Task objective -
Up to and including the line with "woman, that would be most welcome.", output the records exactly as they appear.

Saved data entries:
━━━━━━━━━━━━━━━━━━━━
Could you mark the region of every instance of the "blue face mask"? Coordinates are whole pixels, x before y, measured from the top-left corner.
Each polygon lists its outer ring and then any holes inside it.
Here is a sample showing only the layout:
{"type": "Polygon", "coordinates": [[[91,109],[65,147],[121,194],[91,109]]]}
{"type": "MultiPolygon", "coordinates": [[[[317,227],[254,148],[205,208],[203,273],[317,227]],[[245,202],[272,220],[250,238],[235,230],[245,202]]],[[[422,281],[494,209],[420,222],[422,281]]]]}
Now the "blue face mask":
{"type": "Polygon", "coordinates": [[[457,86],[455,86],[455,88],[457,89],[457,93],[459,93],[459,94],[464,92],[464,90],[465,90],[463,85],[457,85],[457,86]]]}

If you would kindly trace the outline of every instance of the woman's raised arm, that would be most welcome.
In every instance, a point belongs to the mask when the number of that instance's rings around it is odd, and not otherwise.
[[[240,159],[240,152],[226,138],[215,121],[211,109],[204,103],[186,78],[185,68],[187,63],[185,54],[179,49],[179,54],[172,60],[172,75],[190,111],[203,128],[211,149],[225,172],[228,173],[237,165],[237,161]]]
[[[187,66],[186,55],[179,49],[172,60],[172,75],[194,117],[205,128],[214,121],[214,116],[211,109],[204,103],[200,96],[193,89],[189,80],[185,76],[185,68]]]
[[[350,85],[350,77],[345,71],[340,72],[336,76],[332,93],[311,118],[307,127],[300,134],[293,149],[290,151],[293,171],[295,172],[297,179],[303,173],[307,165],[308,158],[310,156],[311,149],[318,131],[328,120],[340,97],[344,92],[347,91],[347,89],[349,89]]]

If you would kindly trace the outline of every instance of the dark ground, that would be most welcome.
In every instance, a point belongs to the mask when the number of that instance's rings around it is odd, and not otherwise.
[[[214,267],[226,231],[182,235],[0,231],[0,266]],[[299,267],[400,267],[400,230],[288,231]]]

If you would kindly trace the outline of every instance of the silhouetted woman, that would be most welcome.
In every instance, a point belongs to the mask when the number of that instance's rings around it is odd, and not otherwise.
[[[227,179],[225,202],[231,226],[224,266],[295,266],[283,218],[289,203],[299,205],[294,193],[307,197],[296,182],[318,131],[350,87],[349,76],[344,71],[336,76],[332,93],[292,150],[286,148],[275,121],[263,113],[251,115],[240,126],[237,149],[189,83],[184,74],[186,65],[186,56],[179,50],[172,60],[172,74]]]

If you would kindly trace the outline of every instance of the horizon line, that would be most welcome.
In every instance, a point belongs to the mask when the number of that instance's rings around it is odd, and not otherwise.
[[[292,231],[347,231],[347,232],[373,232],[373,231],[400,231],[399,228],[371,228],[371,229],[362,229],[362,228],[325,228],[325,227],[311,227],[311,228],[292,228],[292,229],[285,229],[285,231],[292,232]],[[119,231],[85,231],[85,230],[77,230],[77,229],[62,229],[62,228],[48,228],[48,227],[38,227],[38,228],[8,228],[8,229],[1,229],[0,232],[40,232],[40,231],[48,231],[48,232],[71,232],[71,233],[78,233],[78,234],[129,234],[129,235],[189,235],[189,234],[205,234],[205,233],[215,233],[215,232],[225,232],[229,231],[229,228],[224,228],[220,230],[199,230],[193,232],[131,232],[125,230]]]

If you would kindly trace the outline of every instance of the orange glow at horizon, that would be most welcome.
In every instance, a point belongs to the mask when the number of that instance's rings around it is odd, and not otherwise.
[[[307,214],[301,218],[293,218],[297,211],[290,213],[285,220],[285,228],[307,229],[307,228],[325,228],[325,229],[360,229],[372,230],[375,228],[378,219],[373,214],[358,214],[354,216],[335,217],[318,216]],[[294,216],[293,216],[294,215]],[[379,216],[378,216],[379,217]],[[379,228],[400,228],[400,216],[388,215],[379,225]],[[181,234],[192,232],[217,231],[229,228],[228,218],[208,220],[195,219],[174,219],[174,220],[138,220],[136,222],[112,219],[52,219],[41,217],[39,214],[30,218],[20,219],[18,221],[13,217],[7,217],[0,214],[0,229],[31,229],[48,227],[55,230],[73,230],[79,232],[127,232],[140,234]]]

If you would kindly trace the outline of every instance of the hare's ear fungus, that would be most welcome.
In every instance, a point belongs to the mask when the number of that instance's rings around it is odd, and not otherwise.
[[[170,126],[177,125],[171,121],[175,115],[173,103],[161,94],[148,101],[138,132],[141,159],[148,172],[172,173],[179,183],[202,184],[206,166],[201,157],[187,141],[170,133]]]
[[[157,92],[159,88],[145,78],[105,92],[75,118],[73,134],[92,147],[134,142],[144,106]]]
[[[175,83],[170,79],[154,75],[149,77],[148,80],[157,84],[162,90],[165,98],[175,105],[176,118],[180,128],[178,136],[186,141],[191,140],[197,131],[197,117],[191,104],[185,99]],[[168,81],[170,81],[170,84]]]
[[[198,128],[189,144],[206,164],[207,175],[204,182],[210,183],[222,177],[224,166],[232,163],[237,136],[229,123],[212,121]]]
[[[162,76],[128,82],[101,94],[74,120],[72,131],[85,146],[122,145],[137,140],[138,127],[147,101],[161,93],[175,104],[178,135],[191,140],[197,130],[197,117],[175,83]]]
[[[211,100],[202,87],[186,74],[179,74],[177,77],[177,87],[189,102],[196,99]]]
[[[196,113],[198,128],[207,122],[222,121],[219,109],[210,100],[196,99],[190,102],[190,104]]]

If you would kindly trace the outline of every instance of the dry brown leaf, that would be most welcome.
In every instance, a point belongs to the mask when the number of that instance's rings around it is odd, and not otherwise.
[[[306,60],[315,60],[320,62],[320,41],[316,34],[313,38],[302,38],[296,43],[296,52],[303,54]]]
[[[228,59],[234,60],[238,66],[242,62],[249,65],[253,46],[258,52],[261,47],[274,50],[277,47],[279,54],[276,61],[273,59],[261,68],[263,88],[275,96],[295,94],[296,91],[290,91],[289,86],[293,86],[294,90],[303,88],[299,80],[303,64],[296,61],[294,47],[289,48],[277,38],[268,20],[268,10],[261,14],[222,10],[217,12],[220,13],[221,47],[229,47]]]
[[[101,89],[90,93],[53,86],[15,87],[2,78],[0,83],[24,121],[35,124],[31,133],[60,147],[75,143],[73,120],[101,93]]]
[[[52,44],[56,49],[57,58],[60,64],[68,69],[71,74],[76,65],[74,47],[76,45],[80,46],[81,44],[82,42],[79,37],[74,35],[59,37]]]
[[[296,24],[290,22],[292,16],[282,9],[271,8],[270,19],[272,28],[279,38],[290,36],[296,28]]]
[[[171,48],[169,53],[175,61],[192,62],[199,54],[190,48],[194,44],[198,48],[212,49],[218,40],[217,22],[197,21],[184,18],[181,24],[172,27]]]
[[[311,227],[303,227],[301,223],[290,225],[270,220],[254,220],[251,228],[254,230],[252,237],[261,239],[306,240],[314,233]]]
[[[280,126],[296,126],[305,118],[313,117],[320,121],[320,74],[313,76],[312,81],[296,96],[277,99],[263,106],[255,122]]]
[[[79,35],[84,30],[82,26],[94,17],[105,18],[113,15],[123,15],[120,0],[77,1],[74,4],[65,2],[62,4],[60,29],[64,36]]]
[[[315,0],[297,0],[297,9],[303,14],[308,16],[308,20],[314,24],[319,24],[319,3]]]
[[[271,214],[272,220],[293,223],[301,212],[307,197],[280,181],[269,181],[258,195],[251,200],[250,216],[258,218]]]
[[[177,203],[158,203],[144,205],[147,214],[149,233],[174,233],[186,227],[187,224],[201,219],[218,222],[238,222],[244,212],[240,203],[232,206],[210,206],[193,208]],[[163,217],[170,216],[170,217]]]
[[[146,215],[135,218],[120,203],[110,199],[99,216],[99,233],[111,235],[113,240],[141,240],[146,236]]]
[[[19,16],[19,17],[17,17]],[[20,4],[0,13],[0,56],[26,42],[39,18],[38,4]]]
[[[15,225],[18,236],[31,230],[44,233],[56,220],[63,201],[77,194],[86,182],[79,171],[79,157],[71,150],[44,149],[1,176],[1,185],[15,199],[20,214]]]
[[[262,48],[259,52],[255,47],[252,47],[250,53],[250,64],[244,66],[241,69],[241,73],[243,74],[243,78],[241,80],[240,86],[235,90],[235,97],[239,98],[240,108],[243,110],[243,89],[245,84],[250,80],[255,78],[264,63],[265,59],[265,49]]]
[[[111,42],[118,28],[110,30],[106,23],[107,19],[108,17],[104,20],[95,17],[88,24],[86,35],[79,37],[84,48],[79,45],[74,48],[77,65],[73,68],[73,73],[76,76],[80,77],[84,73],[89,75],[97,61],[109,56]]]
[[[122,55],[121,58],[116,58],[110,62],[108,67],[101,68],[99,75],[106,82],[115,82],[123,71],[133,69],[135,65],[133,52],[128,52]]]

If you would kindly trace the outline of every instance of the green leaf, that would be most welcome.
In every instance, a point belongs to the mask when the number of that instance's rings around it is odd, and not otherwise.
━━━━━━━━━━━━━━━━━━━━
Answer to the problem -
Could you mark the region of every instance of the "blue face mask"? Coordinates are whole pixels, x before y, measured from the top-left corner.
Each polygon lists its outer ring and then any holes inside it.
Here is a sample showing only the layout:
{"type": "Polygon", "coordinates": [[[91,109],[65,147],[121,194],[91,109]]]}
{"type": "MultiPolygon", "coordinates": [[[[317,227],[254,148],[205,208],[203,273],[317,227]],[[245,202],[272,220],[250,238],[235,230],[245,202]]],[[[422,281],[494,209],[420,222],[422,281]]]]}
Now the "blue face mask":
{"type": "Polygon", "coordinates": [[[457,86],[455,86],[455,88],[457,89],[457,93],[459,93],[459,94],[464,92],[464,90],[465,90],[463,85],[457,85],[457,86]]]}

If you would kindly trace the outline of every instance of the woman's raised arm, that would be most welcome.
In every instance, a point belongs to the mask when the number of that instance's rings around it is odd, and not otherwise.
[[[240,159],[240,152],[226,138],[215,121],[211,109],[204,103],[186,78],[185,68],[187,63],[185,54],[179,49],[179,54],[172,60],[172,75],[190,111],[203,128],[211,149],[225,172],[228,173],[237,165],[237,161]]]
[[[187,66],[186,55],[179,49],[172,60],[172,75],[194,117],[205,128],[214,121],[214,116],[211,109],[204,103],[200,96],[193,89],[189,80],[185,76],[185,68]]]
[[[350,85],[350,77],[345,71],[340,72],[336,76],[332,93],[311,118],[307,127],[300,134],[293,149],[290,151],[293,171],[295,172],[297,179],[303,173],[307,165],[308,158],[310,156],[311,149],[318,131],[328,120],[340,97],[344,92],[347,91],[347,89],[349,89]]]

If you would kindly trace the outline of every instance of the dark ground, that would be most welcome.
In every instance, a point belongs to the mask when the number of that instance's rings around it is odd, and not otherwise.
[[[214,267],[226,231],[182,235],[0,231],[0,266]],[[299,267],[400,267],[400,230],[288,231]]]

If you would kindly trace the outline of every instance of the silhouetted woman, that would be most welcome.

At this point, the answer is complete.